* Written request 1
Please answer these questions about the Manitoba Mud Run thread, one per line:
(a) Which weekend does Big D suggest for the event?
(b) According to tyndall, where is the riding area Mudforce is talking about?
(c) On which website does Mudforce offer to post the event?
>> BEGIN Supplied passage
# Manitoba Mud Run - 2011 - Where the Mosquitoes are so big, they'll pull you out!



## Big D (Jun 23, 2009)

Here we got, the continuation from the Manitoba Meet & Greet....specific to the Summer 2011 event. Time for fun!!!

First of all Location.
We keep bringing up LaBroquerie. I'm okay with that. It sounds like Mudforce has a lot of things under control.

Dates.
Would the July long weekend work for everyone? I can only play for a day or two, probably the Sat and/or Sun. If you want to make it a week long event....have at 'er.

Are there places to tent (oh gawd, I think I'm too old to do that now). Would the hotel have a webpage or can you get a phone number, rates, etc?

Like Mudforce said, it may be a good idea to start getting a real idea of numbers soon.

I'm getting excited again.
D


----------



## mathew_101 (Oct 17, 2010)

i think thats about a 7 hour drive for me but if i can get two good days of quadding that would be awesome. i have nothing planned for my entire year. so anytime works really


----------



## chevzr2 (Nov 25, 2009)

i was looking forward to this but july long will not work for us so we cannot attend unless the dates change. thanks anyway


----------



## chevzr2 (Nov 25, 2009)

oh ya, my profile pic is from one of the trails you will be going down!!! just over the racks last fall!!! mudforce should be able to tell where the pic was taken!! coming out of a bars deep hole!


----------



## Mudforce (Dec 11, 2009)

Yup on the way to the A frame, out by Richer. Fun hole I played in there last spring on a ride we did. To bad you can't make it that weakened. If it is okay with everyone else I will post it on www.trackshare.com and get some more people to come out, kinda get my crew to come with, will make for a great time. But I will only post if it is okay with every one else.


----------



## chevzr2 (Nov 25, 2009)

yup you know it, last fall that trail was water until almost the shelter!


----------



## tyndall (Jul 30, 2010)

Woodridge, hmmm, I don't remember ever riding there... 

We're in. Let me know if you need any help.


----------



## BernardB (Jan 30, 2011)

i am in, What was location again? i gotta google it so i can see how many days i should take off for the driving


----------



## tyndall (Jul 30, 2010)

The area Mudforce is talking about is within 30 minutes east of Steinbach, MB


----------



## Big D (Jun 23, 2009)

Well I'm out. The Manitoba trip isn't happening for my family this year.

This is the 2nd year that I've tried to get invovled and had to bow out. Next year, you guys plan it and hopefully I can just show up :-D

Have fun!
D


----------



## Mudforce (Dec 11, 2009)

Wow are you series!!!! That sucks, well if there is still any interest then lets keep going if not then I guess we will try again next year.
>> END Supplied passage
* Written request 2
Show every line of the records below that contains the string "sidewalk". Case counts.
>> BEGIN Records for this exercise
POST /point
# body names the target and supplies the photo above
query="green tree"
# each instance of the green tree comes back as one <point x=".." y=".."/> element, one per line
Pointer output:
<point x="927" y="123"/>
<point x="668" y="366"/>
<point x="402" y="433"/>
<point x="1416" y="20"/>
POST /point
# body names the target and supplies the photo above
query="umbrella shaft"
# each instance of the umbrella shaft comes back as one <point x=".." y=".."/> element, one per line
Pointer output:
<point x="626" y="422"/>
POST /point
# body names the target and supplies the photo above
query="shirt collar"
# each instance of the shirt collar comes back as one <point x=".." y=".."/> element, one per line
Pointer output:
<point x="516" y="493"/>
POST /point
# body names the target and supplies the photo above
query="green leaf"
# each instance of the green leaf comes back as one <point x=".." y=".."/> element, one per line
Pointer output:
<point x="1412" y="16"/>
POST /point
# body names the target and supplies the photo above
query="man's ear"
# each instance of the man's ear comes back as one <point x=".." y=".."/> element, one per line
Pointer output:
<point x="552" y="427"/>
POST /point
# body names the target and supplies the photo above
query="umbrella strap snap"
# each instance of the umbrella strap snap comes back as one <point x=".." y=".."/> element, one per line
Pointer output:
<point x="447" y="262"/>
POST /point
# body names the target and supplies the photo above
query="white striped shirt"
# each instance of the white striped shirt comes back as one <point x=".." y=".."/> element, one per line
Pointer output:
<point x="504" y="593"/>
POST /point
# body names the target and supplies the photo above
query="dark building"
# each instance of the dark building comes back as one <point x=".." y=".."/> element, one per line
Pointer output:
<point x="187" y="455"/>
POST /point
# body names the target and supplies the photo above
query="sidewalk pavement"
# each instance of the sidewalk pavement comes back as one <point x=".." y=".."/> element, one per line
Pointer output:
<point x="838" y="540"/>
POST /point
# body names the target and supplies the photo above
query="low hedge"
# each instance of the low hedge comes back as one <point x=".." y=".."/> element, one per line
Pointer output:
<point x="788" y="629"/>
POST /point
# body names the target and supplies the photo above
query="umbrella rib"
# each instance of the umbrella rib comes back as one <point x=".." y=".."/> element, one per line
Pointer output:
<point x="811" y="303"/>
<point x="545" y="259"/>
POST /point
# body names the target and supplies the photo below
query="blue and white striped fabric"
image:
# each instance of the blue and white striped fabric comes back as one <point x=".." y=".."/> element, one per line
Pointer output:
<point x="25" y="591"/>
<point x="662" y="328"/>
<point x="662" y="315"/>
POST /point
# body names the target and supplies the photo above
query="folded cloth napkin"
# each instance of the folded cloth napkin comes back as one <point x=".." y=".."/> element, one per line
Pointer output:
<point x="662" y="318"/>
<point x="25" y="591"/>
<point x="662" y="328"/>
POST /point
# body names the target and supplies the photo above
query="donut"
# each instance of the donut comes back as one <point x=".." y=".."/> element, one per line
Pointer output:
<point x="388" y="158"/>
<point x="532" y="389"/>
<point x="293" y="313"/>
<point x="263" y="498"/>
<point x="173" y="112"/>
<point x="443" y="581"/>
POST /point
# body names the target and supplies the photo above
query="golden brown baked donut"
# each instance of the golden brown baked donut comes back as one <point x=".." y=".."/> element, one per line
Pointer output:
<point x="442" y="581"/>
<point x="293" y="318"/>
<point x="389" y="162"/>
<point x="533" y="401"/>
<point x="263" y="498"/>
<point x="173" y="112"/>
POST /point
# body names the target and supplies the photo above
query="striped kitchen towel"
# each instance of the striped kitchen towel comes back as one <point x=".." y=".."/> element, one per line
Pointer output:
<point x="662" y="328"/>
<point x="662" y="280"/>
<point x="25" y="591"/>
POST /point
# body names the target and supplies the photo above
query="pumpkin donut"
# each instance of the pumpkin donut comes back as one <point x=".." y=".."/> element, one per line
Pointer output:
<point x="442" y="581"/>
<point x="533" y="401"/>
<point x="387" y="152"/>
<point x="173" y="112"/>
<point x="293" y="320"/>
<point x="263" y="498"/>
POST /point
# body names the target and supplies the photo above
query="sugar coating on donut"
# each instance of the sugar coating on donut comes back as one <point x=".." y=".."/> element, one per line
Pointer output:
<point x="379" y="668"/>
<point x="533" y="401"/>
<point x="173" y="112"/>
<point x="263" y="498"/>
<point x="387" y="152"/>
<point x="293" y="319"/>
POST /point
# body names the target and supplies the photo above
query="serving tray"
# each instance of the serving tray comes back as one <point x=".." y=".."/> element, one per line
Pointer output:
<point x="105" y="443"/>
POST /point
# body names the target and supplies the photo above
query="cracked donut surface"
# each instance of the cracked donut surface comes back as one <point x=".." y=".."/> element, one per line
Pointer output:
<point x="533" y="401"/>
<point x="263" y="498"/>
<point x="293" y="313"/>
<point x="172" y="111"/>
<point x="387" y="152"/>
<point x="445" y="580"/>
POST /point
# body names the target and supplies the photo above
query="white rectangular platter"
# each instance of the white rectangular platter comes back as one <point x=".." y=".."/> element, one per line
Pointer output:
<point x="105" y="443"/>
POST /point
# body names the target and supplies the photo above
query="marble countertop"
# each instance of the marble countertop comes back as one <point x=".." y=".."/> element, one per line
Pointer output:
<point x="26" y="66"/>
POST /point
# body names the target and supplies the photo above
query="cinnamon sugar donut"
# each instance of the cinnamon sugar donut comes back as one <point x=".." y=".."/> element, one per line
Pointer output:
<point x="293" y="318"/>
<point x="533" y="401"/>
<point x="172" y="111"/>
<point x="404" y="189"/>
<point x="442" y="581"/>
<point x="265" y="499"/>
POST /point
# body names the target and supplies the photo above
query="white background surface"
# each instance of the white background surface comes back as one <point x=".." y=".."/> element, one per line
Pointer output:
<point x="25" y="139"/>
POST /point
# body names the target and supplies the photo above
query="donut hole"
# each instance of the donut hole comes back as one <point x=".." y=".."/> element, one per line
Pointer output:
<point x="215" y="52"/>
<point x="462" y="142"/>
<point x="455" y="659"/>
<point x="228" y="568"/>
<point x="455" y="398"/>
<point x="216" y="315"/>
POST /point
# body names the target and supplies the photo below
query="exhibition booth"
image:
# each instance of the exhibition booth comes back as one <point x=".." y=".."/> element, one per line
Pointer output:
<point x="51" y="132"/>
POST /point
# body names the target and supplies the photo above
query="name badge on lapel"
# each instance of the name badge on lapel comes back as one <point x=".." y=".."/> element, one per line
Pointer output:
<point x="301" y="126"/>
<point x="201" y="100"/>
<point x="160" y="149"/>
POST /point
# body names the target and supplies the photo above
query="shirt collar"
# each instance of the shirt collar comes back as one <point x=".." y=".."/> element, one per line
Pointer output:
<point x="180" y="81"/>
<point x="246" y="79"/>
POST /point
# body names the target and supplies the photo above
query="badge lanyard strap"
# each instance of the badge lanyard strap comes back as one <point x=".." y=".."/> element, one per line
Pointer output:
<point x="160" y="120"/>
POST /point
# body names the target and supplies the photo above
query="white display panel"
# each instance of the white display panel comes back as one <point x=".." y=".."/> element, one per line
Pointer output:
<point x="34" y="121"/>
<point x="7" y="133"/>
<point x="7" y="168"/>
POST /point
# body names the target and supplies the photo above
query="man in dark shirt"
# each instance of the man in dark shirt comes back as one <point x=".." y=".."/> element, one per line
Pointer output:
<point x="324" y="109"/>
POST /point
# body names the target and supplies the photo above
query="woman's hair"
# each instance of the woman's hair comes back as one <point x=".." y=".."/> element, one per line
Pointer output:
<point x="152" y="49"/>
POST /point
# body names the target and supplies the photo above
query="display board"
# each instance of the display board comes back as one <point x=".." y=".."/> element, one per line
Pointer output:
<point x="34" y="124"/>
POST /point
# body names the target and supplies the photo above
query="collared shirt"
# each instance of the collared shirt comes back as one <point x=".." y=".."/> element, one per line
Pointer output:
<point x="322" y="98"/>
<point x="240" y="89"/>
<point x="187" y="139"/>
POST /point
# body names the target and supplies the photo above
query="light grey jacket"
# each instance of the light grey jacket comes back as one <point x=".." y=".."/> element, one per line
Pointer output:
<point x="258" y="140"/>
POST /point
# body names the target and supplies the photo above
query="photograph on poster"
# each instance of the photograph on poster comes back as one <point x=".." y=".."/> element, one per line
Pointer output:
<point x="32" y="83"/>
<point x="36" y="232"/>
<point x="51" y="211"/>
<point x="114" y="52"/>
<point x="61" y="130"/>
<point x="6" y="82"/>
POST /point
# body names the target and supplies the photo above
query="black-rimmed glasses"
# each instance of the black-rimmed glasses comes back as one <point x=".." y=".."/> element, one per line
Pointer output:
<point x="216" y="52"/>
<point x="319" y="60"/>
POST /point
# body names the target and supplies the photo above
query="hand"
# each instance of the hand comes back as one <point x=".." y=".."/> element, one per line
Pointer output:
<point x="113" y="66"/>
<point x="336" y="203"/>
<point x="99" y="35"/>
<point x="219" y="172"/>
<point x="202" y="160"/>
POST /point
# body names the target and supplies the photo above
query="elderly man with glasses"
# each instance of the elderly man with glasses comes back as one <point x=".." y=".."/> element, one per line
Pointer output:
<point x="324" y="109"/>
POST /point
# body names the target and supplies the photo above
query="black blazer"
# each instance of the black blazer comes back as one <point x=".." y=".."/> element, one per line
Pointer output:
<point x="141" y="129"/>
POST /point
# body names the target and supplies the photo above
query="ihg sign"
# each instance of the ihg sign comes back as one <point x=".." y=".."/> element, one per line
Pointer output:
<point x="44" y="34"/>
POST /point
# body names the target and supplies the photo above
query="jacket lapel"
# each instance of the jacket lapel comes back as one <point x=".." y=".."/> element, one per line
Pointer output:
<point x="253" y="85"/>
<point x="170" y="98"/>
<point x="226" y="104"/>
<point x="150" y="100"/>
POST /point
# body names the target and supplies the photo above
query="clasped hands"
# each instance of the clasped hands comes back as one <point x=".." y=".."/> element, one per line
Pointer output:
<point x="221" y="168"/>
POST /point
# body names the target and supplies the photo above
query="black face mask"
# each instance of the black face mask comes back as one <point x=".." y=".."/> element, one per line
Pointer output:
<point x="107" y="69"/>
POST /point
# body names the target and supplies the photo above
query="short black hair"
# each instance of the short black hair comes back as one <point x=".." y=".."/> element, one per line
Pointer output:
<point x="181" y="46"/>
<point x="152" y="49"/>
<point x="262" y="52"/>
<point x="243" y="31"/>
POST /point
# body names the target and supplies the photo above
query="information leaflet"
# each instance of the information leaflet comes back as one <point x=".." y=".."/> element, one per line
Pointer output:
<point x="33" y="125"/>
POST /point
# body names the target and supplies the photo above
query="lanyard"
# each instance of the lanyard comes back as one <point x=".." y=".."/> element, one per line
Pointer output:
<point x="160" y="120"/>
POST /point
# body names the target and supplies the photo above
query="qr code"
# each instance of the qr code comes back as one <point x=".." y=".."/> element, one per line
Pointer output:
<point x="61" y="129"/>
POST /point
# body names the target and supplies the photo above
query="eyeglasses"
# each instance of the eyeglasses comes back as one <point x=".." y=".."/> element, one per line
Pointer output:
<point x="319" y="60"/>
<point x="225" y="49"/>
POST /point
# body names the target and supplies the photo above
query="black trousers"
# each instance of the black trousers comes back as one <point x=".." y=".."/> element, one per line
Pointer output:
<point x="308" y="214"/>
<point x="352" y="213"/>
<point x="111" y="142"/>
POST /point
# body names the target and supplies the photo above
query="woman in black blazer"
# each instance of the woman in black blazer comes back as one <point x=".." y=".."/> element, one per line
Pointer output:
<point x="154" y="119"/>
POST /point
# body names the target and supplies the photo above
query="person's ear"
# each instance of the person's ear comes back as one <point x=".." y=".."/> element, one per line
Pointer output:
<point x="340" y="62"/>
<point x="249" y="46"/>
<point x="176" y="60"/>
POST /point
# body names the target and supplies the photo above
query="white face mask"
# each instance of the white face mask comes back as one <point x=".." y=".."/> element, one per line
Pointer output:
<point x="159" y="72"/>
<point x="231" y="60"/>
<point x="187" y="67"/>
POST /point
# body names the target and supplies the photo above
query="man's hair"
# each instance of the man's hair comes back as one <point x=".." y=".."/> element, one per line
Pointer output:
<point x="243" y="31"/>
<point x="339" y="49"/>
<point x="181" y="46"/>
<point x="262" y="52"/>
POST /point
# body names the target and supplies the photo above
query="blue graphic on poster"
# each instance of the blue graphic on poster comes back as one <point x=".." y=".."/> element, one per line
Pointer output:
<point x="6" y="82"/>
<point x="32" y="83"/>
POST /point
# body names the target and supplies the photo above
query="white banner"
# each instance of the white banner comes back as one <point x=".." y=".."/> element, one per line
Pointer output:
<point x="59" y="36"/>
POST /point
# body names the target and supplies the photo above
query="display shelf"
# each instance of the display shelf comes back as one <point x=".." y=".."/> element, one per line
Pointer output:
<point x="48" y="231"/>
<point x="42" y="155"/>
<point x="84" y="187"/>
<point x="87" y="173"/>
>> END Records for this exercise
* Answer 1
(a) The July long weekend.
(b) Within 30 minutes east of Steinbach, MB.
(c) www.trackshare.com

* Answer 2
query="sidewalk pavement"
# each instance of the sidewalk pavement comes back as one <point x=".." y=".."/> element, one per line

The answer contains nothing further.